--- Study text Enclosed Below ---

The Movie Waffler New Release Review - THE STRANGERS: CHAPTER 2 | The Movie Waffler

New Release Review - THE STRANGERS: CHAPTER 2

The Strangers: Chapter 2 review
Maya's fight for survival continues as her masked aggressors plan to finish her off.

Review by Eric Hillis

Directed by: Renny Harlin

Starring: Madelaine Petsch, Gabriel Basso, Ema Horvath, Richard Brake

The Strangers: Chapter 2 poster

If you're expecting The Strangers: Chapter 2 to be the Empire Strikes Back of slasher movies, you clearly haven't seen The Strangers: Chapter 1. What made 2008's The Strangers and its superior sequel Prey at Night work was the ambiguity of the killers, the apparent lack of reason behind their brutality. But like Rob Zombie before him, Harlin and his screenwriters Alan R. Cohen and Alan Freedland missed the point and decided that their killers shouldn't be ambiguous after all. While their exact identities aren't entirely revealed in this sequel, we're "treated" to flashbacks to their childhoods and the origins of their evil. It doesn't make them any scarier; if anything it makes them less so.

The Strangers: Chapter 2 review

Taking its cues from 1981's Halloween II, this middle chapter opens in the immediate aftermath of the first film with its heroine, Maya (Madelaine Petsch), waking in a hospital where she is subsequently stalked by her masked attackers. Playing out very much like a second act rather than a standalone movie, Chapter 2 is essentially one long stalking sequence as Maya evades capture, becomes paranoid about the intentions of anyone who tries to help her, and even wrestles with a wild boar in a nod to Russell Mulcahy's Ozploitation classic Razorback.

The Strangers: Chapter 2 review

There's no reason why this shouldn't work, but Harlin and his writers consistently fail to offer the audience anything we haven't seen before. As with the previous entry, Harlin's staging is predictable and uninspired. He rehashes the same setup - that of Maya hiding behind one of several doors which are slowly opened by one of her foes - at least three times in different settings, making for a repetitive watch. The confusing editing often makes it seem like the people involved are defying the laws of physics, suddenly appearing in places they couldn't possibly be at that moment. It also doesn't help that the two female strangers are barely distinguishable, creating even more confusion in points. There's some recurring shtick of Maya imagining everyone she encounters wearing the masks, which leads to a boy who cried wolf scenario when the actual strangers show up.

The Strangers: Chapter 2 review

Petsch can't be faulted for her commitment, but Maya simply isn't an interesting enough protagonist to carry a trilogy. She's also laughably invincible. As soon as she wakes in her hospital bed she's somehow able to sprint around like Usain Bolt, and despite the many injuries she acquires throughout the film she never loses this athleticism. Another major problem with this movie is that we know Maya is highly unlikely to be killed in the second part of a trilogy, and there are no other potential victims for us to worry about. Two movies in and all Harlin has done is deliver a pointlessly long exercise in IP mining. Will Chapter 3 prove the final insult?

The Strangers: Chapter 2 is in UK/ROI cinemas from September 26th.

--- End of Enclosed Study text ---

» Exercise tasks:
1. Summarize the film review in two sentences.
2. Retype the stretch of the film review from "Taking its cues" through "Ozploitation classic Razorback.".

--- Data for analysis Enclosed Below ---

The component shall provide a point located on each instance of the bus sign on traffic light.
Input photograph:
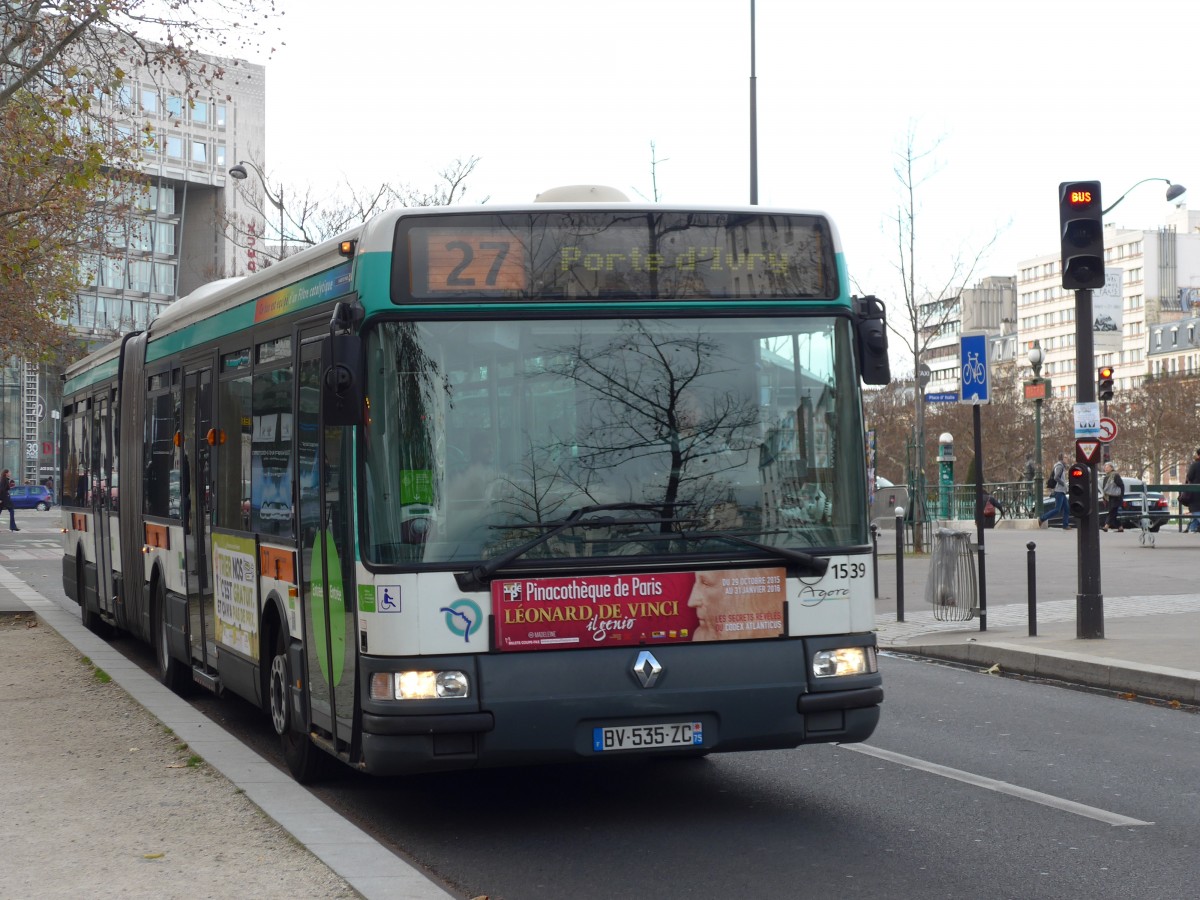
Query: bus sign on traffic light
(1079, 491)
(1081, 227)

--- End of Enclosed Data for analysis ---
--- Data for analysis Enclosed Below ---

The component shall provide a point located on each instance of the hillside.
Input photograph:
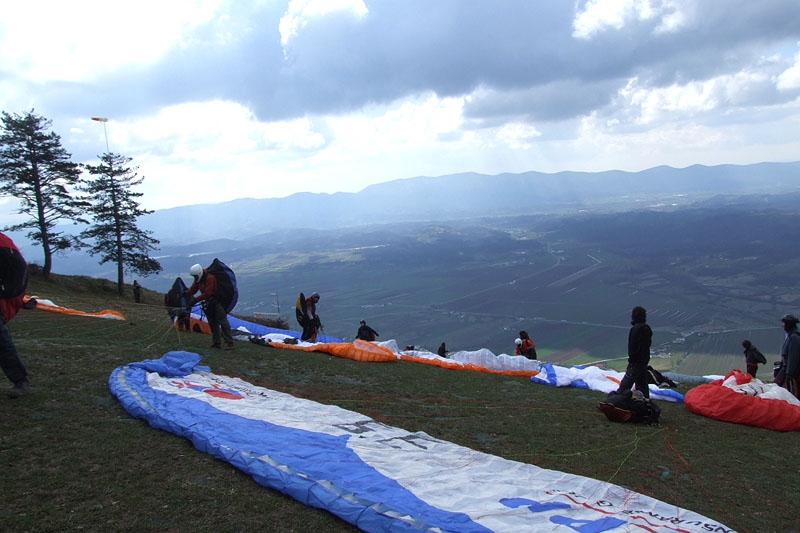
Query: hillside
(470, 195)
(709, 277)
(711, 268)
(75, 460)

--- End of Enclosed Data for analysis ---
--- Data for analysis Enclosed Below ---

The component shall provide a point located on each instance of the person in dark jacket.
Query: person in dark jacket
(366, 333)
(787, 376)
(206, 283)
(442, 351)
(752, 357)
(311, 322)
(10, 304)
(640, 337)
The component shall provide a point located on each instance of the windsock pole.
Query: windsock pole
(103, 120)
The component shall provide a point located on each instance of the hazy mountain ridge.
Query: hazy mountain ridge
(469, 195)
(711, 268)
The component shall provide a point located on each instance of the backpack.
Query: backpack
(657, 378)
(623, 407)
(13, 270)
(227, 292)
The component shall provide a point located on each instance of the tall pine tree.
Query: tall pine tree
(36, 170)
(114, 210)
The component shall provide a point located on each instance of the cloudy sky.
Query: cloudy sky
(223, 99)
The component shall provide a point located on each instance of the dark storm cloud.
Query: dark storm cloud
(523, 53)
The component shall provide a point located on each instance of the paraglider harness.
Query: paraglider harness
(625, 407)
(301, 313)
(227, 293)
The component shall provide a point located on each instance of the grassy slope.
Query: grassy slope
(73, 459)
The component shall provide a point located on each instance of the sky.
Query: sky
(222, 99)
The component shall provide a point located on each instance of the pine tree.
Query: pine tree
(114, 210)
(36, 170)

--- End of Enclosed Data for analysis ---

» Your written answers:
1. The review argues that The Strangers: Chapter 2, directed by Renny Harlin, makes its killers less scary by showing their childhoods in flashbacks, and that the film plays like one long stalking sequence as Maya evades her masked attackers after waking in a hospital. It faults the predictable, repetitive staging, the confusing editing, the barely distinguishable female strangers, and a protagonist who is not interesting enough, laughably invincible, and unlikely to be killed in the second part of a trilogy.

2.
Taking its cues from 1981's Halloween II, this middle chapter opens in the immediate aftermath of the first film with its heroine, Maya (Madelaine Petsch), waking in a hospital where she is subsequently stalked by her masked attackers. Playing out very much like a second act rather than a standalone movie, Chapter 2 is essentially one long stalking sequence as Maya evades capture, becomes paranoid about the intentions of anyone who tries to help her, and even wrestles with a wild boar in a nod to Russell Mulcahy's Ozploitation classic Razorback.